:: Texto para leer
Eran esclavas, pero unos años de trabajo sostenido y una clientela fiel podían hacerlas ricas, libres, respetables. Se ofrecían en calles y burdeles sofisticados, enamoraban a emperadores y filósofos y algunas –dicen– hasta aprendían humanidades en voluptuosas comunas homosexuales. Vida, obra y tarifas de las trabajadoras del sexo en la antigüedad clásica.

Por Martín Paz

Una nota sobre la prostitución en la antigüedad debería evitar la sentencia que afirma que se trata del “oficio más antiguo del mundo”. Tampoco debería recurrir a analogías con los tiempos actuales que, en el intento de explicar las prácticas sociales antiguas, las simplifiquen demasiado aislándolas de su contexto. Sin embargo, una mirada a las costumbres sexuales de las sociedades fundadoras del pensamiento occidental obliga al cliché y el lugar común. La diferencia con los tiempos actuales radica en que en la antigüedad el comercio sexual fue visto como una necesidad social. Algo así como una forma de canalizar el excedente de energía masculino que, en tiempos en que los hombres se casaban más bien tardíamente, podía tornarse conflictivo.
Pero este contraste con la sociedad moderna no es suficiente para abandonar la idea de caer, irremediablemente, en la vulgata y hacer lo que no se debe. Hace poco, para argumentar a favor de la perdurabilidad del libro, Umberto Eco lo comparó con algunos inventos, como el martillo, el cuchillo, la cuchara o la tijera, que de tan perfectos no admiten ni mejoras ni reemplazos. Esto mismo es válido para el caso de la prostitución. Ya todo fue inventado en un principio y, según parece, para siempre: sus personajes y maneras siguen fieles al modelo clásico. Los siglos sólo han de confirmar que putas, cafiolos, zonas rojas y policías extorsionadores aparecen, casi como reencarnaciones, tanto en la crónica urbana de la Grecia de Pericles y de la Roma Imperial como en los periódicos de la ciudad moderna.

La puta platónica
En su Diálogo de las cortesanas, Luciano de Samosata relata los consejos que una madre da a su hija, impresionada por el éxito de una cortesana conocida: “En primer término, se presenta prolija y elegante. Es alegre con todos, sin reírse estrepitosamente como es tu costumbre, sino sonriendo de una manera encantadora; luego trata a los hombres con habilidad, sin engañar a los que la visitan o la llevan a su casa, ni ofrecerse sin ser solicitada. En los banquetes a los que asiste alquilada, se cuida de no emborracharse, pues la embriaguez pone en ridículo y hace a la mujer detestable, y de atracarse de comida indecentemente. No habla más que lo preciso, no se burla de los asistentes, no mira sino al que le paga. Por eso la quieren todos. Cuando es preciso acostarse no se muestra ni lasciva ni indiferente, y sólo procura agradar a su amante y conquistarlo”. El ejemplo podría servir, a la manera de los manuales de economía doméstica del siglo XIX para educación de las niñas, como texto preceptivo para la cortesana ideal.
::::
**Objetivo**
Contesta estas preguntas sobre el texto acerca de la prostitución en la antigüedad:
1. ¿Cómo se veía el comercio sexual en la antigüedad?
2. ¿Con qué inventos comparó Umberto Eco el libro?
3. ¿En qué obra relata Luciano de Samosata los consejos de una madre a su hija?
Responde solo con lo que dice el texto.
:: Líneas disponibles
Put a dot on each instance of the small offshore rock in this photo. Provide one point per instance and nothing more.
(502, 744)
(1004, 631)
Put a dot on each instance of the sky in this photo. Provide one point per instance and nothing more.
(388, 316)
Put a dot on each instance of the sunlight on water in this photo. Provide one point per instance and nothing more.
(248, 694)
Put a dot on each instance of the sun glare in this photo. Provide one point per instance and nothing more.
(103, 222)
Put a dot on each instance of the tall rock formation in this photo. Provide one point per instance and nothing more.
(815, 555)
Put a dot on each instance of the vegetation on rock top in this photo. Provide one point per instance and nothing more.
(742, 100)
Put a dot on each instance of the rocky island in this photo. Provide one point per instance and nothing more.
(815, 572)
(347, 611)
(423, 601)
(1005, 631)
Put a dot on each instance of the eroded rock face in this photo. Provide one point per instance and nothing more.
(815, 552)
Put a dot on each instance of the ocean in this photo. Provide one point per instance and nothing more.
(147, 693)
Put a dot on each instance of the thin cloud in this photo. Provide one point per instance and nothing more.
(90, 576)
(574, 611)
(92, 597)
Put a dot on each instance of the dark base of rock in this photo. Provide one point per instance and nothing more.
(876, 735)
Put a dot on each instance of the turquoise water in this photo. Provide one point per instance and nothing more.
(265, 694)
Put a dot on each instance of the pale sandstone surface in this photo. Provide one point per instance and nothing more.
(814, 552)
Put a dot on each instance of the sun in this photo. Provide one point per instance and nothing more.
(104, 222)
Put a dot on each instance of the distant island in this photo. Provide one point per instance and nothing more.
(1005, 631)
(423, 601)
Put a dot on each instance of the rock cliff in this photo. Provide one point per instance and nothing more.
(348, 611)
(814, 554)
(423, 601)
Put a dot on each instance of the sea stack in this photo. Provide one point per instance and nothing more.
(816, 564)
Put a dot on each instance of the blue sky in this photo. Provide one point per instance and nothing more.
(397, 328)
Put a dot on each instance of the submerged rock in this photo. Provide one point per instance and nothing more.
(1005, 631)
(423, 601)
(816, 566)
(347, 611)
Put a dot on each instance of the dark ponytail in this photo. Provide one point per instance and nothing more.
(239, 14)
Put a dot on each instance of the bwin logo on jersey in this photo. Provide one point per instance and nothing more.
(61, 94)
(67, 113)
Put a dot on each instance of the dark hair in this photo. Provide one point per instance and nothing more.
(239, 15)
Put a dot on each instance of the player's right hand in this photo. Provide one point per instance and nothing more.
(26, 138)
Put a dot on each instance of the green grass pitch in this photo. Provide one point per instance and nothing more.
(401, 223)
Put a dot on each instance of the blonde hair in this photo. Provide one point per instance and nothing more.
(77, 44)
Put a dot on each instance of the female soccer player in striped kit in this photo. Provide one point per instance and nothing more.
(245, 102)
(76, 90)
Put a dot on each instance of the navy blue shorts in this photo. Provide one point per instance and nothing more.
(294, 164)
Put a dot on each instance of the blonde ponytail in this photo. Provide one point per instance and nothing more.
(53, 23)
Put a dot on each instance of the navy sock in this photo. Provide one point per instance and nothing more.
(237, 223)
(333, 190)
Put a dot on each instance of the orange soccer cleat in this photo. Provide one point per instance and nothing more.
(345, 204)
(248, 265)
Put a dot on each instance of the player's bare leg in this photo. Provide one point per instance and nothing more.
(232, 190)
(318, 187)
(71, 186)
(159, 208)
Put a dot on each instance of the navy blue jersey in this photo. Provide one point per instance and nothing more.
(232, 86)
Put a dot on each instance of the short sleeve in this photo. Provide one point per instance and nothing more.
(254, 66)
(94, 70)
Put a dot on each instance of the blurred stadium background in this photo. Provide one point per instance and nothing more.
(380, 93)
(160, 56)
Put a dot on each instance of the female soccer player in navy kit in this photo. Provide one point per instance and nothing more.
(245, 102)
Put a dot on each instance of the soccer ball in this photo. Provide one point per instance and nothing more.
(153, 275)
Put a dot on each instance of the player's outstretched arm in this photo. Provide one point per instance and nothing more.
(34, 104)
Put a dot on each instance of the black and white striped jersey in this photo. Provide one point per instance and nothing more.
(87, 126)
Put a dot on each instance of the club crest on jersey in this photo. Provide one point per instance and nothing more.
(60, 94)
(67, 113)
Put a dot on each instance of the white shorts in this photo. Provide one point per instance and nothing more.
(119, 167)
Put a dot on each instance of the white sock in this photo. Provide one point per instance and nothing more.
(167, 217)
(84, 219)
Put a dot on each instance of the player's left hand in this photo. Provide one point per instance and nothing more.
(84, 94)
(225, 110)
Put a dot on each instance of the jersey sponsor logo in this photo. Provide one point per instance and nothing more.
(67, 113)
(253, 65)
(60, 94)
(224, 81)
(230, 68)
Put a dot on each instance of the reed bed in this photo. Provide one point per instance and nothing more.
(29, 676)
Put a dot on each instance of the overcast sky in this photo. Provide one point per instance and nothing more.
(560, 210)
::::
**Resultado**
1. Como una necesidad social.
2. Con el martillo, el cuchillo, la cuchara y la tijera.
3. En su Diálogo de las cortesanas.